# Tugas a
Salin seluruh entri di bawah baris demi baris tanpa perubahan apa pun, tetapi jangan sertakan gambarnya dalam jawaban.

# Kutipan
Setahun setelah Indonesia meneken kesepakatan dengan Cina, pada Mei 2016, Perdana Menteri Jepang Shinzo Abe bertemu dengan Presiden Jokowi di sela-sela Konferensi Tingkat Tinggi G-7. Jepang kembali mengutarakan niatnya terlibat dalam pembangunan proyek kereta semi-cepat Jakarta-Surabaya. Apalagi, Jepang sudah tersalip Cina, setelah pemerintah Indonesia mencanangkan pembangunan kereta cepat Jakarta-Bandung dengan menggandeng negeri tirai bambu.

Setahun kemudian, pada November 2017, Jokowi dan Shinzo Abe kembali bertemu pada Konferensi Tingkat Tinggi ASEAN di Manila, Filipina. Keduanya kembali membahas kelanjutan proyek kereta semi cepat lintas Jawa.

Lewat rembugan kedua pemimpin negara itu, Jepang pun menawarkan kereta dengan kecepatan 120 kilometer per jam. Namun, Indonesia menolak. Pemerintah menginginkan kereta semi cepat memiliki kecepatan 160 kilometer per jam. Ditambah embel-embel, biaya keseluruhan maksimal dipatok Rp 120 triliun—yang belakangan dilorotkan menjadi Rp 60 triliun saja.

Bulan Desember di tahun yang sama, Kementerian Perhubungan bersama Badan Pengkaji dan Penerapan Teknologi atau BPPT mengebut proyek prastudi kelayakan. Studi ini kemudian dibahas bersama JICA. Enam bulan kemudian, proyek ini sudah tercatat dalam proyek strategis nasional.

Setahun berselang, setelah diketok sebagai proyek strategis nasional, Indonesia dan Jepang akhirnya meneken nota kesepahaman awal sebagai bentuk kesepakatan teknis, Selasa malam. Lembar kerja sama yang ditandatangani kedua negara itu menjadi landasan studi persiapan bagi JICA sebelum masuk ke fase desain dan konstruksi—meski sebelumnya JICA telah menggelar pre-studi kelayakan sejak Juni 2019.

# Data Tersimpan
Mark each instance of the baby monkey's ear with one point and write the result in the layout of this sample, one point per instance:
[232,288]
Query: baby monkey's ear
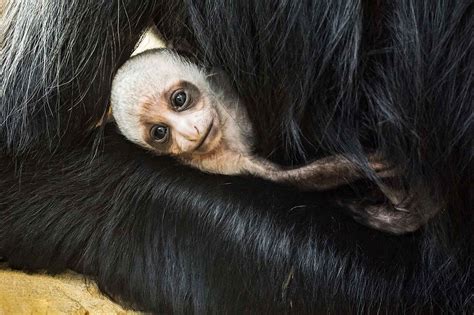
[106,118]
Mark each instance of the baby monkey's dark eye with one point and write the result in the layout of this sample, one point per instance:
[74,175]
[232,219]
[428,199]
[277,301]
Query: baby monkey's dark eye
[159,133]
[180,100]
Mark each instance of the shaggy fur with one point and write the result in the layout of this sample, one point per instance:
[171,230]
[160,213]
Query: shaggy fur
[318,78]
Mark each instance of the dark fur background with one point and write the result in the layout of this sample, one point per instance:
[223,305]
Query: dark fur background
[317,77]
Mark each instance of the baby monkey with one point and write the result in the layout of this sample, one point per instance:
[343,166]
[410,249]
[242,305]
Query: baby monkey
[170,106]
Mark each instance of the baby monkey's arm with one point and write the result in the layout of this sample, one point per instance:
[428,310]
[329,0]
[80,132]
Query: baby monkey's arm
[323,174]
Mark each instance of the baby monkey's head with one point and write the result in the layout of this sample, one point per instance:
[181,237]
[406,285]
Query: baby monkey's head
[165,103]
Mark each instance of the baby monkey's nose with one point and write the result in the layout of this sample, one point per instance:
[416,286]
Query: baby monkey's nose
[194,136]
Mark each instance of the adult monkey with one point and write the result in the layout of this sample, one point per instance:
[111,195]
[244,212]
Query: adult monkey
[357,77]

# Tugas b
Ulangi secara persis bagian kutipan tentang proyek kereta semi-cepat Jakarta-Surabaya, mulai dari "Setahun kemudian, pada" dan terus hingga "proyek strategis nasional.".

# Hasil Tugas a
Mark each instance of the baby monkey's ear with one point and write the result in the layout of this sample, one point per instance:
[232,288]
Query: baby monkey's ear
[106,118]
Mark each instance of the baby monkey's dark eye with one point and write the result in the layout of this sample, one point per instance:
[74,175]
[232,219]
[428,199]
[277,301]
Query: baby monkey's dark eye
[159,133]
[180,100]
Mark each instance of the shaggy fur with one point and write the result in the layout of this sample, one point per instance:
[171,230]
[160,213]
Query: shaggy fur
[318,78]
Mark each instance of the dark fur background with one point and write the result in the layout of this sample, one point per instance:
[223,305]
Query: dark fur background
[317,77]
Mark each instance of the baby monkey with one point and write the result in the layout of this sample, one point per instance:
[343,166]
[410,249]
[242,305]
Query: baby monkey
[170,106]
Mark each instance of the baby monkey's arm with one point and write the result in the layout of this sample, one point per instance:
[428,310]
[329,0]
[80,132]
Query: baby monkey's arm
[323,174]
Mark each instance of the baby monkey's head with one point and write the result in the layout of this sample, one point per instance:
[181,237]
[406,285]
Query: baby monkey's head
[165,103]
Mark each instance of the baby monkey's nose with one point and write the result in the layout of this sample, one point per instance:
[416,286]
Query: baby monkey's nose
[194,136]
Mark each instance of the adult monkey with one point and write the result in the layout of this sample, one point per instance:
[111,195]
[244,212]
Query: adult monkey
[357,77]

# Hasil Tugas b
Setahun kemudian, pada November 2017, Jokowi dan Shinzo Abe kembali bertemu pada Konferensi Tingkat Tinggi ASEAN di Manila, Filipina. Keduanya kembali membahas kelanjutan proyek kereta semi cepat lintas Jawa.

Lewat rembugan kedua pemimpin negara itu, Jepang pun menawarkan kereta dengan kecepatan 120 kilometer per jam. Namun, Indonesia menolak. Pemerintah menginginkan kereta semi cepat memiliki kecepatan 160 kilometer per jam. Ditambah embel-embel, biaya keseluruhan maksimal dipatok Rp 120 triliun—yang belakangan dilorotkan menjadi Rp 60 triliun saja.

Bulan Desember di tahun yang sama, Kementerian Perhubungan bersama Badan Pengkaji dan Penerapan Teknologi atau BPPT mengebut proyek prastudi kelayakan. Studi ini kemudian dibahas bersama JICA. Enam bulan kemudian, proyek ini sudah tercatat dalam proyek strategis nasional.